Pagina ::
____

La famiglia di Wissam non aveva sue notizie dal 14 ottobre 2023. Quella notte, intorno alle 2, l’esercito israeliano ha sfondato la porta della loro casa e ha portato via Wissam, bendato, legato e spogliato. Non è la prima volta che accade, è stato arrestato tre volte dalla seconda Intifada, accusato di legami con un gruppo della sinistra palestinese. Stavolta è diverso: dal 7 ottobre le visite familiari sono sospese. Agli avvocati da qualche settimana è possibile comunicare con alcuni assistiti solo in videoconferenza. Con alcuni, non tutti.

Il 13 febbraio, nel primo pomeriggio, il telefono della moglie di Wissam ha squillato: «Volevo solo dirle che è vivo». Dall’altro capo c’era un uomo di Hebron. Era tornato libero il giorno prima. Funziona così: chi esce, si segna i numeri dei compagni di cella e di sezione e poi chiama i familiari per dire che stiano tranquilli, che sono vivi. Dimagriti, con barba e capelli lunghi, ma vivi.

____

Rispondi a queste domande sul testo relativo all'arresto di Wissam.
(a) Intorno a che ora l'esercito israeliano ha sfondato la porta della casa di Wissam?
(b) Da quando sono sospese le visite familiari?
(c) Da quale città veniva l'uomo che il 13 febbraio ha telefonato alla moglie di Wissam?
I record provengono da una fonte diversa.

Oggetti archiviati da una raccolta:
____

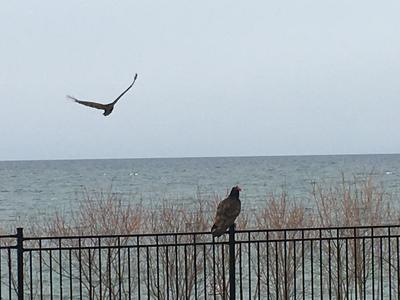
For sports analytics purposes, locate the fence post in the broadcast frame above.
[17,227,24,300]
[229,224,236,300]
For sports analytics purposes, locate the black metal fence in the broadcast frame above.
[0,225,400,299]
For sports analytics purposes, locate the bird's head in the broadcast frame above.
[229,185,242,198]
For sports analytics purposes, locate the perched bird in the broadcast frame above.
[211,186,241,237]
[67,74,137,116]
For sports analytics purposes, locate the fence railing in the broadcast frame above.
[0,225,400,299]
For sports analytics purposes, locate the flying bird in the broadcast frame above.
[67,74,137,116]
[211,186,241,237]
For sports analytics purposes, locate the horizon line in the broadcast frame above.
[0,152,400,162]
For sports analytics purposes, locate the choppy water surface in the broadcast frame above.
[0,154,400,222]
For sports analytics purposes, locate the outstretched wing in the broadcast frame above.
[112,73,137,104]
[67,95,107,110]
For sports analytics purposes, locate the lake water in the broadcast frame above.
[0,154,400,222]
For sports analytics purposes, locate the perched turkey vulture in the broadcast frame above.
[67,74,137,116]
[211,186,241,237]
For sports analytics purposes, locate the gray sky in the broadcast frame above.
[0,0,400,160]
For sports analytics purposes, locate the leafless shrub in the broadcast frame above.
[312,176,395,297]
[252,192,313,299]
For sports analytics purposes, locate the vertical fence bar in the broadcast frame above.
[17,227,24,300]
[229,224,236,300]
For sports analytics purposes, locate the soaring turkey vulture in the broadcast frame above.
[67,74,137,116]
[211,186,241,237]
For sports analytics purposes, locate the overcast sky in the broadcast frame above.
[0,0,400,160]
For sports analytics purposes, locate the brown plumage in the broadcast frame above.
[211,186,241,237]
[67,74,137,116]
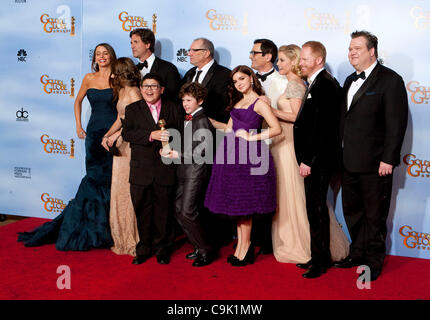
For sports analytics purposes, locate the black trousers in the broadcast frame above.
[342,170,393,270]
[305,167,332,267]
[175,177,212,254]
[130,182,175,256]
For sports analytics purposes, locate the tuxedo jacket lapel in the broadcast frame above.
[140,100,161,129]
[346,63,379,111]
[202,61,217,88]
[296,69,320,119]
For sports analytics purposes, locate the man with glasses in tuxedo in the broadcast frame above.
[249,39,288,254]
[183,38,230,123]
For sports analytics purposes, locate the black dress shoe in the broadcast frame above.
[296,260,312,269]
[230,243,255,267]
[333,257,366,269]
[157,254,170,264]
[132,255,151,264]
[193,253,217,267]
[358,267,381,281]
[302,265,327,279]
[185,248,199,260]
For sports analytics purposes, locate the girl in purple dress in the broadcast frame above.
[205,65,281,266]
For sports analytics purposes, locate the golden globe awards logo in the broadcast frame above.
[40,134,75,158]
[305,8,351,34]
[40,74,75,98]
[118,11,157,34]
[40,13,76,36]
[403,153,430,178]
[40,193,66,213]
[206,9,248,34]
[406,81,430,104]
[410,7,430,30]
[399,226,430,250]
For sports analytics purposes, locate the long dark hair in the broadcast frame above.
[226,65,264,112]
[109,57,141,99]
[91,43,116,72]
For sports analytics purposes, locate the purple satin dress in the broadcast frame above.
[205,99,276,218]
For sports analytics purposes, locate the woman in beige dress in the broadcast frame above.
[271,45,349,263]
[102,58,142,256]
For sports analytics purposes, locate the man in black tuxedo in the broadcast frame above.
[182,38,231,123]
[121,73,182,264]
[130,28,181,102]
[335,31,408,280]
[294,41,341,278]
[182,38,236,249]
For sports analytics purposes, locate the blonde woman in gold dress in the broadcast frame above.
[271,45,349,264]
[102,58,142,256]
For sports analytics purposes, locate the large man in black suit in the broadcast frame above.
[130,28,181,102]
[294,41,341,278]
[122,73,183,264]
[183,38,231,123]
[335,31,408,280]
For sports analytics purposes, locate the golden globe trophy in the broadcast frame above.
[158,119,170,155]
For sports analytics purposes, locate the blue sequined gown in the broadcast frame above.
[18,88,117,251]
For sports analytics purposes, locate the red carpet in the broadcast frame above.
[0,218,430,300]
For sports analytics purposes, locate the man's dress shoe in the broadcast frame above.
[302,265,327,279]
[296,260,312,269]
[358,267,381,281]
[132,255,151,264]
[333,257,366,269]
[157,254,170,264]
[193,253,216,267]
[185,248,199,260]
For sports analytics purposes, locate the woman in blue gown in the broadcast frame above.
[18,43,117,251]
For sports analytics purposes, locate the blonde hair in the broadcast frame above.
[278,44,302,77]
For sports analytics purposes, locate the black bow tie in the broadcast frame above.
[352,71,366,81]
[256,69,275,82]
[136,60,148,70]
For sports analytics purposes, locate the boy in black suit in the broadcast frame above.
[160,82,216,267]
[122,73,182,264]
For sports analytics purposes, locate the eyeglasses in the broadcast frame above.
[142,84,160,90]
[187,48,207,53]
[249,50,263,56]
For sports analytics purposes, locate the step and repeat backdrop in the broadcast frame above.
[0,0,430,259]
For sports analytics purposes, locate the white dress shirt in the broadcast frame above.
[139,53,155,77]
[193,59,215,84]
[348,61,378,110]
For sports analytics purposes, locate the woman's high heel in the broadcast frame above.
[230,243,255,267]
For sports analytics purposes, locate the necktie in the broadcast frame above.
[352,71,366,81]
[256,69,275,82]
[151,105,158,123]
[194,70,203,83]
[136,60,148,70]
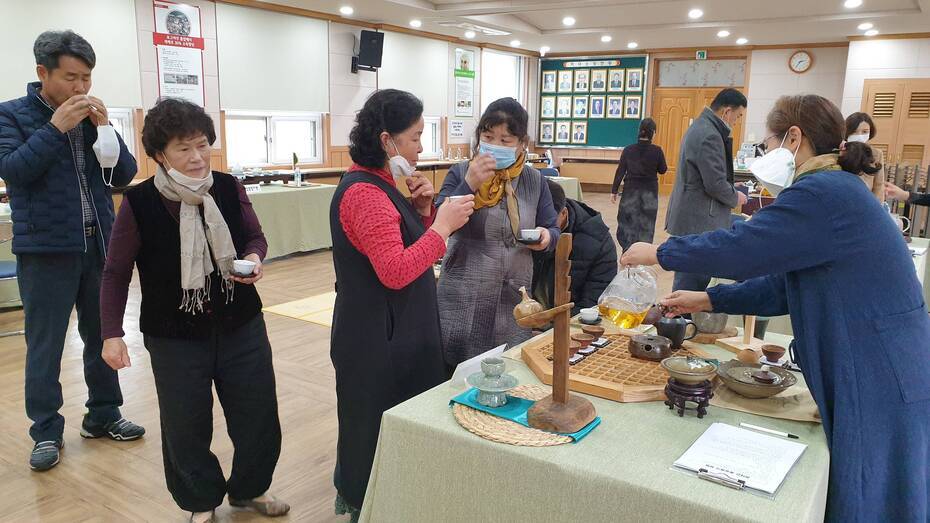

____

Risposta svolta ::
(a) Intorno alle 2 di notte.
(b) Dal 7 ottobre.
(c) Da Hebron.